## START MATERIAL SHOWN

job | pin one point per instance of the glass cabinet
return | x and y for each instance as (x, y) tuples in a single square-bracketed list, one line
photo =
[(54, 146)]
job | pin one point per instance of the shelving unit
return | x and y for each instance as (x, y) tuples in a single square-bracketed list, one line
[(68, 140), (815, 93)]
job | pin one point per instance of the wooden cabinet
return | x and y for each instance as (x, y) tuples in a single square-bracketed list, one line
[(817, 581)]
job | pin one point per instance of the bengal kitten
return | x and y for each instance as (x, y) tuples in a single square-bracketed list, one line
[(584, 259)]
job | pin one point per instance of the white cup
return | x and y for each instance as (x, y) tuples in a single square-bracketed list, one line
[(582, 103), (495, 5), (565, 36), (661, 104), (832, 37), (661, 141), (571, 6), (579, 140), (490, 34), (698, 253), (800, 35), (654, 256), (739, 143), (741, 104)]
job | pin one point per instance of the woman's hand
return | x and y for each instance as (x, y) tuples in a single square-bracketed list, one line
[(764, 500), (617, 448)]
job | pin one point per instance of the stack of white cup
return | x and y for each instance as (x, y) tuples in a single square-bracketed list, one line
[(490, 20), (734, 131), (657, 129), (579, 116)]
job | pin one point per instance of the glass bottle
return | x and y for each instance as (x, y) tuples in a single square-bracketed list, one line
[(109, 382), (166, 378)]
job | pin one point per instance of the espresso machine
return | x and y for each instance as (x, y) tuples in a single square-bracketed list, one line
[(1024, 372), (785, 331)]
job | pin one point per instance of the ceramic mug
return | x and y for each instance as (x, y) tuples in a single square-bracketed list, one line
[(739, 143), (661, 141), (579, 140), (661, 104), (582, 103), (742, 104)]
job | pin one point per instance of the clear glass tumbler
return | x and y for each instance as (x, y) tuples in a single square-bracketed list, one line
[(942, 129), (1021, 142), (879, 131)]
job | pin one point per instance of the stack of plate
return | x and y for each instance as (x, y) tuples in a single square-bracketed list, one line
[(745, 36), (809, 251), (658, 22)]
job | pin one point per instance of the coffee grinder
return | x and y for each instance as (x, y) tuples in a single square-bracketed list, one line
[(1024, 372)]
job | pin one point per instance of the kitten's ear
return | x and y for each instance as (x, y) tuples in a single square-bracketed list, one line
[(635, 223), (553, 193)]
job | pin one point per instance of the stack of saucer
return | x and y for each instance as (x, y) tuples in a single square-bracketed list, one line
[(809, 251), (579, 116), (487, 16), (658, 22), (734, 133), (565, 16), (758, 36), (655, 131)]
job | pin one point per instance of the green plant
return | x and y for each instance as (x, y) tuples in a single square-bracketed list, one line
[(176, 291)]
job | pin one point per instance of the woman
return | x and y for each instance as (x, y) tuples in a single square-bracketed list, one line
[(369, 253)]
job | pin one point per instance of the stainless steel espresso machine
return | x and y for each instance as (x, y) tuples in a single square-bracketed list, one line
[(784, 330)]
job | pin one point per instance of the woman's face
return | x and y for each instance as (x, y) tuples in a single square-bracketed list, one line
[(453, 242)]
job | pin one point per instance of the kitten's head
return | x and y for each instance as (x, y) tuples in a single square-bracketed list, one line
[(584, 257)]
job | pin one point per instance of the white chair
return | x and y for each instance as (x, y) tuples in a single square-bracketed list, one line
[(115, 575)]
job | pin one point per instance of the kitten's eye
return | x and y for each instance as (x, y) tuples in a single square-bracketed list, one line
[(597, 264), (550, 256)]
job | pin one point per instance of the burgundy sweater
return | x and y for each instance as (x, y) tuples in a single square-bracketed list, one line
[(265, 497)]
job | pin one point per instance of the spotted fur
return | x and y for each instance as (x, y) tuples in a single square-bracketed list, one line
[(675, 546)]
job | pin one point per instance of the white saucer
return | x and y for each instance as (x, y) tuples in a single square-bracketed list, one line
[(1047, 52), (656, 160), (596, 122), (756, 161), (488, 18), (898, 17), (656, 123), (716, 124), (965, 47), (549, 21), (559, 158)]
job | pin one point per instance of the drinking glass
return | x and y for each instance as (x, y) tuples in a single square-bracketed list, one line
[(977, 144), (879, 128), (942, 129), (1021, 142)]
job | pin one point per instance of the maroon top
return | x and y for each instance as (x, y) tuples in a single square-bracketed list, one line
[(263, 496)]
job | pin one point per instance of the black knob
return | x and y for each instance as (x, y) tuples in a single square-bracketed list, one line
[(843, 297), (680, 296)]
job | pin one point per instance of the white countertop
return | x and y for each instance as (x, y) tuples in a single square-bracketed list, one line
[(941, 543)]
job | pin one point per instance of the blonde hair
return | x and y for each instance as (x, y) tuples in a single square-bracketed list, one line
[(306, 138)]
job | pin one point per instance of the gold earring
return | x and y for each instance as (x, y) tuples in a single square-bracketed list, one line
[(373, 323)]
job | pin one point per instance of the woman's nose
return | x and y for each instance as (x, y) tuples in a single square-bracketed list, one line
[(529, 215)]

## END MATERIAL SHOWN

◆ **GOAL OF THE EXERCISE**
Copy out the whole listing exactly.

◆ **OUTPUT BELOW**
job | pin one point per instance of the glass cabinet
return | x and y for each instance as (x, y) tuples in a single square-bracketed list, one line
photo =
[(54, 146)]
job | pin one point per instance of the shelving unit
return | x and y for each instance as (x, y) tuples in a single square-bracketed list, one line
[(68, 140), (815, 93)]
job | pin one point per instance of the wooden cabinet
return | x and y for each instance as (x, y) tuples in a single square-bracketed list, one line
[(817, 581)]
job | pin one point per instance of the bengal kitten
return | x and y for each instance as (x, y) tuples in a single square-bracketed list, one line
[(584, 259)]
job | pin one point per instance of the white cup
return | x and y for each instance as (x, y) tuples in a single square-bracketed list, one line
[(582, 103), (495, 5), (565, 36), (661, 104), (832, 37), (661, 141), (571, 6), (579, 140), (490, 34), (698, 253), (800, 35), (654, 256), (739, 143), (741, 104)]
job | pin one point per instance of the woman's hand
return | x and y for each instance as (x, y) tuples in a single square-bracketed list, one line
[(764, 500), (617, 448)]
job | pin one point per instance of the stack of white cup
return | x and y for each instance as (x, y) tuples in a single square-bracketed list, one line
[(490, 20), (734, 131), (657, 129), (579, 116)]
job | pin one point per instance of the glass bottle
return | x and y for each instance as (x, y) tuples in a single square-bracketed list, one line
[(109, 382), (166, 378)]
job | pin one point per instance of the espresso machine
return | x and y for each instance as (x, y) tuples in a single square-bracketed list, one line
[(1024, 372), (785, 331)]
job | pin one point per instance of the ceramic mug
return | x and y for each instance as (x, y) tuples in a single square-bracketed list, one line
[(739, 143), (661, 141), (579, 140), (661, 104), (582, 103), (742, 104)]
job | pin one point per instance of the clear glass tumbler
return | x and y for each instance as (x, y) tuples in a single square-bracketed list, one line
[(942, 129), (1021, 142), (879, 131)]
job | pin one point per instance of the stack of plate
return | x and y for each instance as (x, y) tuples in a single square-bracketed list, one line
[(745, 36), (809, 251), (658, 22)]
job | pin one point per instance of the coffee grinder
return | x and y for each instance as (x, y) tuples in a single square-bracketed list, one line
[(1024, 372)]
job | pin one point per instance of the kitten's ear
return | x and y for each instance as (x, y) tuples in a single square-bracketed list, one line
[(635, 223), (553, 193)]
job | pin one point per instance of the stack of saucer
return | x and y for each instance as (x, y) tuples in a single square-bracketed list, one line
[(809, 251), (579, 116), (487, 16), (658, 22), (734, 133), (565, 16), (758, 36), (655, 131)]
job | pin one point per instance of the green plant
return | x and y for each instance as (x, y) tuples in a single square-bracketed list, one line
[(176, 291)]
job | pin one point per instance of the woman
return | x and y for each instance as (x, y) tuples in a single square-bracketed list, one line
[(369, 253)]
job | pin one point per instance of the stainless steel espresso machine
return | x and y for each instance as (x, y) tuples in a single square-bracketed list, one line
[(784, 330)]
job | pin one point per instance of the woman's face
return | x and y for each instance as (x, y) tuples in a single square-bracketed list, one line
[(453, 242)]
job | pin one point per instance of the kitten's head
return | x and y for each instance as (x, y) tuples in a single square-bracketed list, one line
[(584, 257)]
job | pin one point per instance of the white chair
return | x and y for each instance as (x, y) tuples in a single square-bracketed list, one line
[(115, 575)]
job | pin one point per instance of the kitten's eye
return | x and y for each instance as (x, y) tuples in a single square-bracketed list, one line
[(597, 264), (550, 256)]
job | pin one point per instance of the burgundy sweater
return | x and y for each instance as (x, y) tuples in a single square-bracketed list, one line
[(265, 497)]
job | pin one point per instance of the spotted fur
return | x and y for each instance as (x, y) tuples in a single square-bracketed list, one line
[(675, 546)]
job | pin one point per instance of the white saucer
return | x and y for each instance as (x, y) tuples in a single square-bracketed list, one line
[(1047, 52), (656, 160), (596, 122), (756, 161), (488, 18), (898, 17), (656, 123), (716, 124), (965, 47), (549, 21), (559, 158)]
job | pin one point per instance of the drinking glass
return | x and y for each instance as (x, y) tuples in a single square-bracketed list, one line
[(977, 144), (879, 128), (942, 129), (1021, 142)]
job | pin one point per instance of the maroon top
return | x and y for each instance as (x, y) tuples in a single square-bracketed list, one line
[(263, 496)]
job | pin one point per instance of the black knob
return | x and y for each instance as (x, y) tuples in a single square-bracketed list, one line
[(843, 297), (680, 296)]
job | pin one point per instance of the white countertop
return | x and y for each instance as (x, y) tuples in a single square-bracketed list, one line
[(941, 543)]
job | pin one point per instance of the blonde hair
return | x and y for each instance as (x, y) tuples in a single square-bracketed list, one line
[(306, 138)]
job | pin one point per instance of the gold earring
return | x and y for each instance as (x, y) tuples in a single square-bracketed list, one line
[(373, 323)]
job | pin one point per instance of the woman's nose
return | x and y for each instance as (x, y) tuples in a single square-bracketed list, one line
[(529, 215)]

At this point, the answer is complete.